**Instructions for the task:**
Whenever a line of the data below holds the string "sign", copy that line.

[Referring expression data]

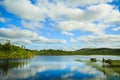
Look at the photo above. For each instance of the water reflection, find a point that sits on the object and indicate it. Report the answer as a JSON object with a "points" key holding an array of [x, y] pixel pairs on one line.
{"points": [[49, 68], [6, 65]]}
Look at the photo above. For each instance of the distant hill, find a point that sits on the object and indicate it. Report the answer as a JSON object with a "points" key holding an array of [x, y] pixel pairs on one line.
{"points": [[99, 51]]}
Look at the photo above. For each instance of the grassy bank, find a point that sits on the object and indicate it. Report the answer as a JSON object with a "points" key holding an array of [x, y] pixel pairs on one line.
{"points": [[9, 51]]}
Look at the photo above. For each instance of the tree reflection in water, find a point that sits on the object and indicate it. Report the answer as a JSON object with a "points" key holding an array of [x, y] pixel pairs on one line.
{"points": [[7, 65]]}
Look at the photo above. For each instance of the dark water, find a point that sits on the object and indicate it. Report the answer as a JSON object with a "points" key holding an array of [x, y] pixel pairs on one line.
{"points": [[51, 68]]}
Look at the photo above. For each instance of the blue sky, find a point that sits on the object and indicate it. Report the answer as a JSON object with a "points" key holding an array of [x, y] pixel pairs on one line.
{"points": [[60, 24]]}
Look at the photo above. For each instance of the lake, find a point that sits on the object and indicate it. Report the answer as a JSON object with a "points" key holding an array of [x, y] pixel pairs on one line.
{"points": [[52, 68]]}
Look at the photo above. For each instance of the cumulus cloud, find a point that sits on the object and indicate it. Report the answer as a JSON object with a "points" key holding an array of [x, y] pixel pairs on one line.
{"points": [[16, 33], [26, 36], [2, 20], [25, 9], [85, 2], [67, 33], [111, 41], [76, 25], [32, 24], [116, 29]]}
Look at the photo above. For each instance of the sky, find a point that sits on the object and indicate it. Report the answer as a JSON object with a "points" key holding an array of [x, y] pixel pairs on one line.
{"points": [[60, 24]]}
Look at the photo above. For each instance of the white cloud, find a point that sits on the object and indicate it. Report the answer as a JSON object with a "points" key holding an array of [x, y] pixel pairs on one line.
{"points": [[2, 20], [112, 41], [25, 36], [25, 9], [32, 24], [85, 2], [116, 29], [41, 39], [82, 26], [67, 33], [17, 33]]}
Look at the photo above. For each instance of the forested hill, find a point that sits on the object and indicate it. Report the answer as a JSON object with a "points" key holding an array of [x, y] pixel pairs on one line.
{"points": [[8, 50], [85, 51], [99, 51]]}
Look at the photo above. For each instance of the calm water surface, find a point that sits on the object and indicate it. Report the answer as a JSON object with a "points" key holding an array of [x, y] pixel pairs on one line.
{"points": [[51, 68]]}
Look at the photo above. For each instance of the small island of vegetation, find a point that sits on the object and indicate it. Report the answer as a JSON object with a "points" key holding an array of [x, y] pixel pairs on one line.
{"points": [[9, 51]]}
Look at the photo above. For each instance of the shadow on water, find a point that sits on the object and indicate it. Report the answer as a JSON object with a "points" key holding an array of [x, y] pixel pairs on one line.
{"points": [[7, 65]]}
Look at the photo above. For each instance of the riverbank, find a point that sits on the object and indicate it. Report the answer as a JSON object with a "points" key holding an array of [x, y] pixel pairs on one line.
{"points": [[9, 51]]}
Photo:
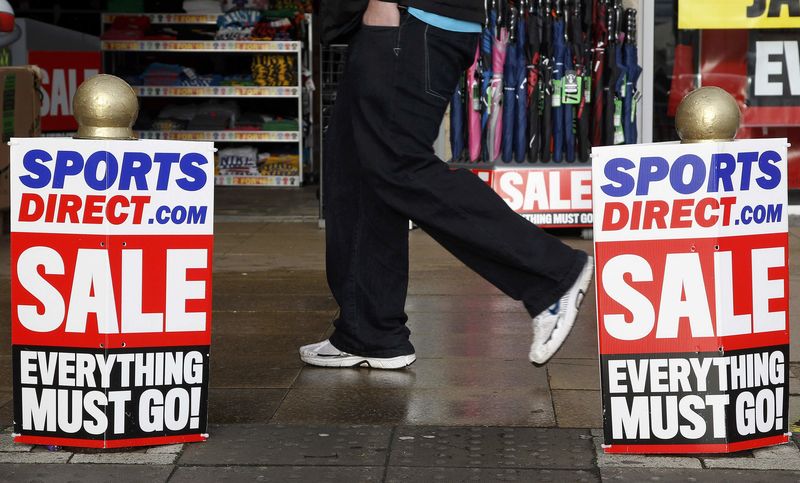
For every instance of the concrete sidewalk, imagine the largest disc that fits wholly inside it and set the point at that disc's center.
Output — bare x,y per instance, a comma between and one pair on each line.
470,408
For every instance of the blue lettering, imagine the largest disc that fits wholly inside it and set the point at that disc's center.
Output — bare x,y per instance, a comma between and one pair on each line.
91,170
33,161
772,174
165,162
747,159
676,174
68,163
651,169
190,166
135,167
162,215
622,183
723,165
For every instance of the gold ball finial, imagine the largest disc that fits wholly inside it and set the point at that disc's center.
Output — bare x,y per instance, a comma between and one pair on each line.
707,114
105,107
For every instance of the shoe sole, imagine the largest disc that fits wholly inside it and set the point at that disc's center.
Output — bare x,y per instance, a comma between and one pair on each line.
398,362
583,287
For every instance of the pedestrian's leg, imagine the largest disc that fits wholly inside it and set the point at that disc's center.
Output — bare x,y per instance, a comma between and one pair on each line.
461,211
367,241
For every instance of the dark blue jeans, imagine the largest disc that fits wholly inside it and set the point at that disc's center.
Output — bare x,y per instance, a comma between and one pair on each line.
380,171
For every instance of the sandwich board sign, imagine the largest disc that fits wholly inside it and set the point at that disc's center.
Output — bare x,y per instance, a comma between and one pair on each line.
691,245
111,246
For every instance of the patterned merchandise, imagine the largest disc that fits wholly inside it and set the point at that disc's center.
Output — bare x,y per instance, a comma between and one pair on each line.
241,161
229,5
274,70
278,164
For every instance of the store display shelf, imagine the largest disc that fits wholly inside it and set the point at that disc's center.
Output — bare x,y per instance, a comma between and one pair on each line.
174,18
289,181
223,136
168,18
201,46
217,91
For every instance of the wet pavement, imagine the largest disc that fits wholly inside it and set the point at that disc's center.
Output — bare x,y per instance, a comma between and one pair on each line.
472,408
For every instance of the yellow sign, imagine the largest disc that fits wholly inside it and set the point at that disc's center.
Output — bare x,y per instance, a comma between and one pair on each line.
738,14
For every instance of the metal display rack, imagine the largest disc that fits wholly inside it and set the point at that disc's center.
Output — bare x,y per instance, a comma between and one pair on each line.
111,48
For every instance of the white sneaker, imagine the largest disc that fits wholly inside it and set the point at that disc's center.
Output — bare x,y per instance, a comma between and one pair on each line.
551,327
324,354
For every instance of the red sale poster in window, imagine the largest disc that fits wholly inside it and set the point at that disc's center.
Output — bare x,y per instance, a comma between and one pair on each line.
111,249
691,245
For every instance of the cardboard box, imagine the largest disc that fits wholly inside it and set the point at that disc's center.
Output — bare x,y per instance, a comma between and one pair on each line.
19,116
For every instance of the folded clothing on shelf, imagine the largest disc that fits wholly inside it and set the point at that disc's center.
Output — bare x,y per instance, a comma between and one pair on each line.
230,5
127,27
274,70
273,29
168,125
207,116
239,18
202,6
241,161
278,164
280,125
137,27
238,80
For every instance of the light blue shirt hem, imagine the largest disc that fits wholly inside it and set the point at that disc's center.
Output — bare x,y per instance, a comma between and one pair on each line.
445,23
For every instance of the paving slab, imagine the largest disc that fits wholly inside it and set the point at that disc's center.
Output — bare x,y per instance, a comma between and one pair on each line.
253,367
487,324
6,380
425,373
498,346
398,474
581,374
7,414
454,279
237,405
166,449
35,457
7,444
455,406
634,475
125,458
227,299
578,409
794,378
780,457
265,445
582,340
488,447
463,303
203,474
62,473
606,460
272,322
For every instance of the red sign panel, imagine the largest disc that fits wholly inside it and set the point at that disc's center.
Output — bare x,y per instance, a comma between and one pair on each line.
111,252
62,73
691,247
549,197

**Response for this exercise:**
For every instance of the sandwich board sign, imagine the largest disc that fits wholly inside it and set the point at that disc's center.
For every instance of the yellow sign, imagine the largest disc that fits wholly inside it and set the point at that disc's center.
For every instance of the red sign panel, imagine the largest disc that fits wholly inside it and set the point at that disc's center.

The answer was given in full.